While attempting to verify a photograph of the 1940 St. John’s High School football team, I accidentally opened the wrong yearbook and came across this “Class Prophecy” in St. John’s Echoes, 1930:

“Taddy James, as “The Lady Champ Golfer,” will go on an extended vamoose to Africa, where she will have plenty of space and caddies to satisfy her wants.”

It embarrasses me to admit how much time over the last week I’ve spent thinking about Taddy James and her “extended vamoose to Africa.”  For days now, I’ve had visions of Taddy riding a camel through the Serengeti, her golf clubs slung over the beast’s hump. . .Taddy seeking shelter from the oppressive heat under the shade of an Acacia tree. . .Taddy drinking deeply from a canteen. . .Taddy grabbing a pitching wedge and hitting a few balls, while wildebeests and zebras roam freely in the plains below. . .

Sue Flinn James, 1930

From St. John’s Echoes, 1930. Sue Flinn James picture and description above.

Wanting to know more about Taddy James, I continued thumbing through the pages of St. John’s Echoes.  The graduating class of 1930 was a small one, so it didn’t take long before I discovered Taddy’s real name: Sue Flinn James.  According to her peers, James was a “real live-wire” and a “square-shooter” with “a ready grin.”  Charmed by those delightfully out-of-use expressions, I studied James’s picture at the top of the page, a black-and-white headshot of a lovely young woman.  Short, dark hair parted to the right.  Intelligent eyes.  Upturned mouth forming an almost-grin.  Is she amused by a private joke? I thought.  Annoyed by the camera lens? Anxious about sitting still for the photographer?

The picture, along with the Class Prophecy, made me want to know more about Sue Flinn James, or, as her peers knew her, Taddy.

** *

According to EverydayFamily.com, Taddy is a male name meaning “courageous” and “one who praises.”  The name Taddy has a numerology value of 5, which, in numerological terms, means the following: action, restlessness, and experience.

Armed with this dubious information, I went back to the yearbook and scanned the list of accomplishments underneath the name Sue Flinn James.  Censor Lanier Literary Society, ’24. . . Poetry prize, ’29. . . President Poetry Society, ’30.

Poetry.

Taddy liked poetry.

In my younger and more cynical days, I had an aversion to poetry that bordered on phobia.  As an arrogant English major looking to write the Great American Novel, I scoffed at Wordsworth, Keats, and Tennyson, wondering what these so-called geniuses did with the other twenty-three hours in the day after composing a three-stanza poem about leaves in trees.  But now, as I watch my son’s fourth birthday rapidly approaching, and I push hard at forty years on this planet, my views on poetry have softened.  In fact, I now keep a manila folder filled with printouts of poems that have moved me in some way, and my latest addition is “Youth Song,” a poem by Sue Flinn James I found in St. John’s Echoes, 1930:

St. John's, 1930, prize poem,

This simple yet affecting poem reminded me that youth, despite the cynical old adage, is not wasted on the young anymore than wisdom is wasted on the old.  I love that Taddy, at eighteen, is preoccupied with “spring” and “soaring blue” and “freedom,” but that she also has a keen understanding of the all-too-quick passage of time.  How rare for a teenager to have enthusiasm and perspective.  How heart-breaking that she grasps the beautifully cruel way that “life will bind” and “youth—can die.”

(Location identification listing)
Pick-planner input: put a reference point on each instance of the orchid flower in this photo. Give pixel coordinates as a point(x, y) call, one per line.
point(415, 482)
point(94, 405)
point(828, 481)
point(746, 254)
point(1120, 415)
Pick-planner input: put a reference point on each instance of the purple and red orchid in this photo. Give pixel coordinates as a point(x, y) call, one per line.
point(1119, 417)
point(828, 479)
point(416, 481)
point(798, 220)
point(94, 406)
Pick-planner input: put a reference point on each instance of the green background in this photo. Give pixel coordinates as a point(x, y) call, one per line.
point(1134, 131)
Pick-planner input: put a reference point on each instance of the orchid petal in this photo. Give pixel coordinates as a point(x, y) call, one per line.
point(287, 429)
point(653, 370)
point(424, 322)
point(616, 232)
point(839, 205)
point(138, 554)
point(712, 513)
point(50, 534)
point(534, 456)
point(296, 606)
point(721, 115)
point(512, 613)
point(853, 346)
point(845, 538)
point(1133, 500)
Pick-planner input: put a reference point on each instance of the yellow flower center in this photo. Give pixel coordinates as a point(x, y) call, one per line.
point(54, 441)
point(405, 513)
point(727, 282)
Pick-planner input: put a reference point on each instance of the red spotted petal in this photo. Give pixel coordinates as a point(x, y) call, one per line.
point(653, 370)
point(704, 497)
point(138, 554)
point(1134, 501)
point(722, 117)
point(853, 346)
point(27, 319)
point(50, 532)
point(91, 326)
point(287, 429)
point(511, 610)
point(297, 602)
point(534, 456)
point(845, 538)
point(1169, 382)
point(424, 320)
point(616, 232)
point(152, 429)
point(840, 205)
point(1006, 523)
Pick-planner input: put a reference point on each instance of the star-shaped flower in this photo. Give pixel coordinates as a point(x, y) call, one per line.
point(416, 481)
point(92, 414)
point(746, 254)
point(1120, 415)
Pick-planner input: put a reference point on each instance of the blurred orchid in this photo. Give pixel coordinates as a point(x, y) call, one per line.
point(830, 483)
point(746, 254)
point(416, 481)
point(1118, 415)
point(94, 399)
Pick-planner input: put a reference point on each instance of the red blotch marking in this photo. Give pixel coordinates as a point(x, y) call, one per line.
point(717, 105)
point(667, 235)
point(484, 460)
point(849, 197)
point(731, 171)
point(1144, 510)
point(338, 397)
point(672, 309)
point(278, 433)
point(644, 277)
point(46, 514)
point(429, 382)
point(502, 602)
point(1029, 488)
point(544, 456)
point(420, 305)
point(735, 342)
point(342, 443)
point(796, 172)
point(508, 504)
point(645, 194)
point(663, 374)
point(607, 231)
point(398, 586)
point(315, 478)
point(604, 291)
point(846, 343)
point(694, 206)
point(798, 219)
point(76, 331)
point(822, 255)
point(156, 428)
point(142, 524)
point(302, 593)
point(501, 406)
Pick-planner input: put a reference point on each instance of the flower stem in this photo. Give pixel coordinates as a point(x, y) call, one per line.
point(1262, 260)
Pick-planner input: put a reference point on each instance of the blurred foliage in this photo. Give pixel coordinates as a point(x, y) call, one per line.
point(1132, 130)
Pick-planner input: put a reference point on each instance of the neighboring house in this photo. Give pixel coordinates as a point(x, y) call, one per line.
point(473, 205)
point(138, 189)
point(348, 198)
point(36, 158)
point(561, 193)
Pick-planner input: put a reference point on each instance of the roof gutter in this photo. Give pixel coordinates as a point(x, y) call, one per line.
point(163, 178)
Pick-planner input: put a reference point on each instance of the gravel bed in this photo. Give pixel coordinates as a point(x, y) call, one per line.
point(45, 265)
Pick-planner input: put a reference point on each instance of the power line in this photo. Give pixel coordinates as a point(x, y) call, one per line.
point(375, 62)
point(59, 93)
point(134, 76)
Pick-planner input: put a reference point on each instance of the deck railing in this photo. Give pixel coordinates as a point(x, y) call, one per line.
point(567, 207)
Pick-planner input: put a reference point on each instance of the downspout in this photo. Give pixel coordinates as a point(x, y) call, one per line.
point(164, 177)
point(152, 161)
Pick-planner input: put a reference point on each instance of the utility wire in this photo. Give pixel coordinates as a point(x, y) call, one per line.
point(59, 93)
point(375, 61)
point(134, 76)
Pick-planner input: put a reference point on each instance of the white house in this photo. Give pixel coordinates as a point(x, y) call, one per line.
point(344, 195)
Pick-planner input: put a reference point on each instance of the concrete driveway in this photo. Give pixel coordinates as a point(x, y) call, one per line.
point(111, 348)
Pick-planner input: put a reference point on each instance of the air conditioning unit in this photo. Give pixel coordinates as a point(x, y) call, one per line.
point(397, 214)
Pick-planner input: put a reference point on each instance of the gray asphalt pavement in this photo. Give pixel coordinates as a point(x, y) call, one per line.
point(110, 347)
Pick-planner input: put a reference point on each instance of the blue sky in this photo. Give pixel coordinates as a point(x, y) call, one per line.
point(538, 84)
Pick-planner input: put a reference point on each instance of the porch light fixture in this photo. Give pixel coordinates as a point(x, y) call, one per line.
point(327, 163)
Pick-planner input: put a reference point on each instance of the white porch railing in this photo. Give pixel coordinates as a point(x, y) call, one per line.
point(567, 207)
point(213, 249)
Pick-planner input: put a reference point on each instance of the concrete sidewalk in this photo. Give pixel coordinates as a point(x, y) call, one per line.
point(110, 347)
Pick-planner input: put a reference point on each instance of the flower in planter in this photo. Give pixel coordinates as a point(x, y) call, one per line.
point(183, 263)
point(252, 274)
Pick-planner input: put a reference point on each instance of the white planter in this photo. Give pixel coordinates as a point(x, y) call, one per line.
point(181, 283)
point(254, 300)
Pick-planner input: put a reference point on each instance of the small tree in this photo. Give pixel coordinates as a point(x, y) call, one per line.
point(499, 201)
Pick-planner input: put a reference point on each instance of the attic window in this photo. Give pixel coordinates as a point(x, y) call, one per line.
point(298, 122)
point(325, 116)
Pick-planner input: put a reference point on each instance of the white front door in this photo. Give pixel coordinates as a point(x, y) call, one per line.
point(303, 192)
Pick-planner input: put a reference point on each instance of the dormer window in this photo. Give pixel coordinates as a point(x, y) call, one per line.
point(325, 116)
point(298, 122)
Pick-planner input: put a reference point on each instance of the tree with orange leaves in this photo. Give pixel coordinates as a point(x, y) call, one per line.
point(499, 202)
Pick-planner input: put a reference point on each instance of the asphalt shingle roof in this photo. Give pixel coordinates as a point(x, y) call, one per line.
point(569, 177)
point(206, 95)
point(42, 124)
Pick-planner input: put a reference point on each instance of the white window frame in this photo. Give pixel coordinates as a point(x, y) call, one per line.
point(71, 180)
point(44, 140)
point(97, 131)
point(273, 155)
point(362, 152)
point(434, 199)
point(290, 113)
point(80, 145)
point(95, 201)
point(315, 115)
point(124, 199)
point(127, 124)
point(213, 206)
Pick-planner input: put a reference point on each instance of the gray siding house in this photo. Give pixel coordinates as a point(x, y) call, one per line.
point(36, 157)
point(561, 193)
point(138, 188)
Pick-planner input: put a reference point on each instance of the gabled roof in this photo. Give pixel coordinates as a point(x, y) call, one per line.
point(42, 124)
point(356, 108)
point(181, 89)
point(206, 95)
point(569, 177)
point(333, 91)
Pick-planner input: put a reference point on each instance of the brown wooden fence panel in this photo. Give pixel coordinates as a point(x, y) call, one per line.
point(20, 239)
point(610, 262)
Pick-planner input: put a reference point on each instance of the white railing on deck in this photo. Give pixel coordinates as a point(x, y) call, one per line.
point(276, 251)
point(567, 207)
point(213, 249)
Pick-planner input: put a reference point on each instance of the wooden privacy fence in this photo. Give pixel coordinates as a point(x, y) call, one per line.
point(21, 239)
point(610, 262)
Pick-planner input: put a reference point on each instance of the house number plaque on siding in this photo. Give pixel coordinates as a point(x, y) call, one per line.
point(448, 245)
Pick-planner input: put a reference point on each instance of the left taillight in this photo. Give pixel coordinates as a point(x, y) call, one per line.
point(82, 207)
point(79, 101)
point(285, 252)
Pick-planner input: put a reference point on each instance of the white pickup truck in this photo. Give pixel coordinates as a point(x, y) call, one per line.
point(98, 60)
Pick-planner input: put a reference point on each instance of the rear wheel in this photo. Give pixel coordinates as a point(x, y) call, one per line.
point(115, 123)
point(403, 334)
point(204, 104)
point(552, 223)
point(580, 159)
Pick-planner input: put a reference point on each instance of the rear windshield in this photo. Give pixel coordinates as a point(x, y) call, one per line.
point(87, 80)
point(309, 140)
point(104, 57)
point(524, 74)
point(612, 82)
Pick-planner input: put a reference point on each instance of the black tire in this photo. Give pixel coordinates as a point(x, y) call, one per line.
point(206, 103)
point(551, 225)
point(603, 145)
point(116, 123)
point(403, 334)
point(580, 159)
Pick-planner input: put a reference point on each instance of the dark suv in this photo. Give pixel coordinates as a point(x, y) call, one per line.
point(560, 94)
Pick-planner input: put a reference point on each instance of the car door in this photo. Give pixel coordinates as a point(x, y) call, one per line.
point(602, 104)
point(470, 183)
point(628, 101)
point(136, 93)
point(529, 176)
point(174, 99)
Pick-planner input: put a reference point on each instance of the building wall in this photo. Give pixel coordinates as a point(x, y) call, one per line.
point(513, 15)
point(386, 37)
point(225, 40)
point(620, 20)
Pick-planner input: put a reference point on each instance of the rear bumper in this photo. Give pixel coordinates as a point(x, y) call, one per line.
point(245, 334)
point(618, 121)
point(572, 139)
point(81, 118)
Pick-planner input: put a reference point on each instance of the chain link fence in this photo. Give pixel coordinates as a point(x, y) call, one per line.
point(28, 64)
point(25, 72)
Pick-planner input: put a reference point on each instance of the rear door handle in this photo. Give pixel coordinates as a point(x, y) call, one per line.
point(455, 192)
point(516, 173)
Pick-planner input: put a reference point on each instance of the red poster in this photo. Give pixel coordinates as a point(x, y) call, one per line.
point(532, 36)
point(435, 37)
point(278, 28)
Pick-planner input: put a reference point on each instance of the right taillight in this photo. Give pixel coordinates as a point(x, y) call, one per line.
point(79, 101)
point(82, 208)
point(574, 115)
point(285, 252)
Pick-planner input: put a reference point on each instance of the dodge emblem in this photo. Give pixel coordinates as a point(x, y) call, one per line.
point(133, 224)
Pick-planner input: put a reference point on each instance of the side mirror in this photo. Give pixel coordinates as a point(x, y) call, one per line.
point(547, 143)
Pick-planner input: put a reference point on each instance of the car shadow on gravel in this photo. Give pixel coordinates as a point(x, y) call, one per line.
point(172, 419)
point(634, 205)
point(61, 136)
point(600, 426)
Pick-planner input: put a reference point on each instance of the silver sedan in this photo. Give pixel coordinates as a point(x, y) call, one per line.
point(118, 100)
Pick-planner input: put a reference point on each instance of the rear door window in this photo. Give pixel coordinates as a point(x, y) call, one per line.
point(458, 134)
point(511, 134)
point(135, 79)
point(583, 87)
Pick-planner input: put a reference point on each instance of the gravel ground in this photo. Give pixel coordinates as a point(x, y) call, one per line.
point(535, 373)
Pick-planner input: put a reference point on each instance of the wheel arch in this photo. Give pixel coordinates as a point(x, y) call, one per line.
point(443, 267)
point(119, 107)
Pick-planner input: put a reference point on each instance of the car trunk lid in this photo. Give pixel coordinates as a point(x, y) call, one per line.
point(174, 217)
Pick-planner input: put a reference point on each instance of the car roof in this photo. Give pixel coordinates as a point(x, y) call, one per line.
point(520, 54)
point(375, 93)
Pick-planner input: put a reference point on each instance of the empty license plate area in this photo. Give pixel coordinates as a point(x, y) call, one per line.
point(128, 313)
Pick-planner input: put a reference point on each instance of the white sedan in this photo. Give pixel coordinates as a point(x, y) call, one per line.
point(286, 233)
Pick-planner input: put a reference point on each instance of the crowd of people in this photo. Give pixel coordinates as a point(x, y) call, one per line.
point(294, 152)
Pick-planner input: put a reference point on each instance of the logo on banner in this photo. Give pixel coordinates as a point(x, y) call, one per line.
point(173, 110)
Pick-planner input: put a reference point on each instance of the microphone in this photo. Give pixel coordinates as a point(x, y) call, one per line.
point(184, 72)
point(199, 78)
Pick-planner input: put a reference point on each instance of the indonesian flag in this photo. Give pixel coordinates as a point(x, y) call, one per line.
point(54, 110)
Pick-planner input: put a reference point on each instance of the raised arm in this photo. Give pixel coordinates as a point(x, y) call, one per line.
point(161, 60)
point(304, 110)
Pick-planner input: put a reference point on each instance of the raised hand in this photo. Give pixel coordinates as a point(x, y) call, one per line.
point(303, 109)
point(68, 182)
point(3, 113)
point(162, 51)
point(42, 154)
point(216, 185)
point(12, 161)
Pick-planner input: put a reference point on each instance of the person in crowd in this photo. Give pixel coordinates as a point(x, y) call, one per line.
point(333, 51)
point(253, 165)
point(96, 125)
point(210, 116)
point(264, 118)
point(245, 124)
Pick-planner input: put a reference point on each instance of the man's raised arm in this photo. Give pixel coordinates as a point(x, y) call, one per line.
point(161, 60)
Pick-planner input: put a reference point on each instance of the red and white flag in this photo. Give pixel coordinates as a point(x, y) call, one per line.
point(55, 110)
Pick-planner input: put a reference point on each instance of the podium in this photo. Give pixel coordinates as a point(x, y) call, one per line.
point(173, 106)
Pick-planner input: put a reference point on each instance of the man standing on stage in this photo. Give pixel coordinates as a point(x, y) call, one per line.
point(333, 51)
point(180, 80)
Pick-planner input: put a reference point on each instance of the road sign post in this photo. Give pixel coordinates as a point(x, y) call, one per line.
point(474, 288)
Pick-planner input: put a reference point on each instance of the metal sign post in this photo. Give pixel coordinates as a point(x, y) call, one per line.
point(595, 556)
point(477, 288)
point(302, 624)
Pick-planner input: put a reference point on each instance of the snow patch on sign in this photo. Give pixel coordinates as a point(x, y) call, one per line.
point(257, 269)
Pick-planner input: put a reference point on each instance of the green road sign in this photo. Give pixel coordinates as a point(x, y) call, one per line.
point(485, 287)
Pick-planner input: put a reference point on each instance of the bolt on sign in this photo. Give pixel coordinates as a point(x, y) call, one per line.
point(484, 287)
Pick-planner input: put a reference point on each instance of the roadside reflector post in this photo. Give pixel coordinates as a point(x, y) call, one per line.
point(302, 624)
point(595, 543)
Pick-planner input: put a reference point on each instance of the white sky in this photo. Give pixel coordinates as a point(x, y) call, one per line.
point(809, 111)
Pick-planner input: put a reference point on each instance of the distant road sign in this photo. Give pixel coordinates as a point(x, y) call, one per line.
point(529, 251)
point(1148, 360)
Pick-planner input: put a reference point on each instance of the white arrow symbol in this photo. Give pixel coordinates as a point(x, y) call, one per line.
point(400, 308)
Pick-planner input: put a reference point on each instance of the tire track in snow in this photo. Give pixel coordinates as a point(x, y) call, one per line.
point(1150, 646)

Exercise details ▸ Copy out the Taddy James essay starting with "According to EverydayFamily.com, Taddy" and going on through "Taddy liked poetry.", swapping "yearbook" for "annual". The listing is separate material from the Taddy James essay.

Right answer ▸
According to EverydayFamily.com, Taddy is a male name meaning “courageous” and “one who praises.”  The name Taddy has a numerology value of 5, which, in numerological terms, means the following: action, restlessness, and experience.

Armed with this dubious information, I went back to the annual and scanned the list of accomplishments underneath the name Sue Flinn James.  Censor Lanier Literary Society, ’24. . . Poetry prize, ’29. . . President Poetry Society, ’30.

Poetry.

Taddy liked poetry.